*Teks Bacaan*.
════════════════════
Dalam Inspirasi Edukatif: Jurnal Pembelajaran Aktif, dijelaskan bahwa sejarah jurnalistik di dunia diketahui berawal dari “Acta Diurna” pada zaman Romawi Kuno masa pemerintahan kaisar Julius Caesar (100-44 SM).

Arca Diurna adalah papan pengumuman sejenis majalah dinding. Melansir Britannica, papan informasi itu mencatat peristiwa penting sehari-hari, seperti pidato publik, dan diterbitkan setiap hari dengan digantung di tempat-tempat penting untuk diketahui oleh umum.

Papan informasi ini diyakini sebagai produk jurnalistik pertama; pers, media massa, atau surat kabar harian pertama di dunia. Julius Caesar pun disebut sebagai Bapak Pers Dunia sekaligus penemu jurnalistik.

Saat berkuasa, Julius Caesar memerintahkan agar hasil sidang dan kegiatan para anggota senat setiap hari diumumkan pada Acta Diurna. Demikian pula berita tentang kejadian sehari-hari, peraturan-peraturan penting, serta apa yang perlu disampaikan dan diketahui rakyatnya.

Sejak saat itu muncul para “Diurnarii”, yakni orang-orang yang bekerja membuat catatan-catatan tentang hasil rapat senat dari papan Acta Diurna untuk para tuan tanah dan para hartawan. Dari kata Diurnarii ini muncul katal Diurnalis dan Journalist (wartawan)

Perkembangan Jurnalistik di Indonesia dan Dunia

sejarah jurnalistik
Sumber gambar: Canva

Perkembangan jurnalistik di dunia semakin pesat setelah mesin cetak pertama ditemukan Johann Gutenberg pada 1450. Koran cetakan yang berbentuk seperti sekarang ini muncul pertama kalinya pada 1457 di Nuremberg, Jerman.
════════════════════
*Data yang Diberikan*.
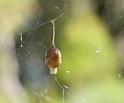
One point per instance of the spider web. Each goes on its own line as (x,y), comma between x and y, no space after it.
(31,45)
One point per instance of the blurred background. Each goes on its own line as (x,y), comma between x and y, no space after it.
(89,34)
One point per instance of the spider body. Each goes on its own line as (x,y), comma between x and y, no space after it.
(53,59)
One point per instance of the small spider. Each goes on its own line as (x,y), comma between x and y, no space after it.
(53,56)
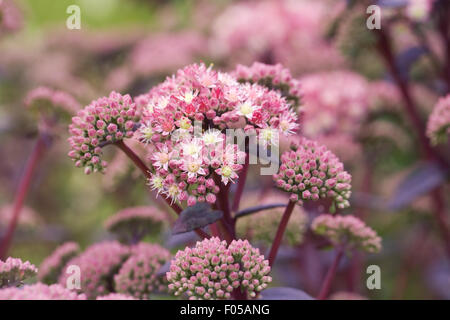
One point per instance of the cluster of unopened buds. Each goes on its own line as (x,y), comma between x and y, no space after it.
(106,120)
(138,276)
(214,270)
(97,266)
(310,171)
(51,267)
(347,231)
(14,271)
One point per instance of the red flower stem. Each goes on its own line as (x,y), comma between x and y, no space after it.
(241,184)
(385,49)
(329,278)
(145,170)
(227,221)
(21,193)
(280,232)
(444,30)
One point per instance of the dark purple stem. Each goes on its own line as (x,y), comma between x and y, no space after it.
(241,184)
(21,193)
(329,278)
(280,232)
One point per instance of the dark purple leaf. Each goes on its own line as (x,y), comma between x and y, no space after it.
(284,293)
(406,59)
(256,209)
(419,182)
(197,216)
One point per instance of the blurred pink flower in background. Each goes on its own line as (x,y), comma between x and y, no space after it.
════════════════════
*Petunjuk*.
(a) Salin tanpa mengubah apa pun bagian teks bacaan tentang sejarah jurnalistik, mulai dari "Saat berkuasa, Julius" terus sampai "dan diketahui rakyatnya.".
(b) Bisakah Anda melanjutkan teks bacaan tentang sejarah jurnalistik itu, dimulai setelah kalimat terakhirnya?

*Hasil*.
(a)
Saat berkuasa, Julius Caesar memerintahkan agar hasil sidang dan kegiatan para anggota senat setiap hari diumumkan pada Acta Diurna. Demikian pula berita tentang kejadian sehari-hari, peraturan-peraturan penting, serta apa yang perlu disampaikan dan diketahui rakyatnya.

(b)
Salah satu peristiwa besar yang pertama kali diberitakan secara luas di surat kabar adalah pengumuman hasil ekspedisi Christoper Columbus ke Benua Amerika pada 1493. Pelopor surat kabar sebagai media berita pertama adalah “Gazetta” yang lahir di Venesia, Italia, pada 1536 M. 

Sejarah perkembangan jurnalistik di Republik Venesia terjadi saat perang melawan Sultan Sulaiman. Pada awalnya surat kabar ini ditulis tangan dan para pedagang penukar uang di Rialto menulisnya kemudian menjualnya dengan murah, tapi kemudian surat kabar ini dicetak.

Adapun surat kabar cetak yang pertama kali terbit teratur setiap hari adalah Oxford Gazzete di Inggris tahun 1665. Surat kabar ini kemudian berganti nama menjadi London Gazzette dan Henry Muddiman yang menjadi editornya menggunakan istilah Newspaper untuk pertama kali.

Ilmu persuratkabaran di Amerika Serikat mulai berkembang pada tahun 1690 dengan munculnya istilah journalism. Pada masa itu, terbit surat kabar modern pertama berjudul Publick Occurrences Both Foreign and Domestick di Boston yang dipelopori oleh Benjamin Harris.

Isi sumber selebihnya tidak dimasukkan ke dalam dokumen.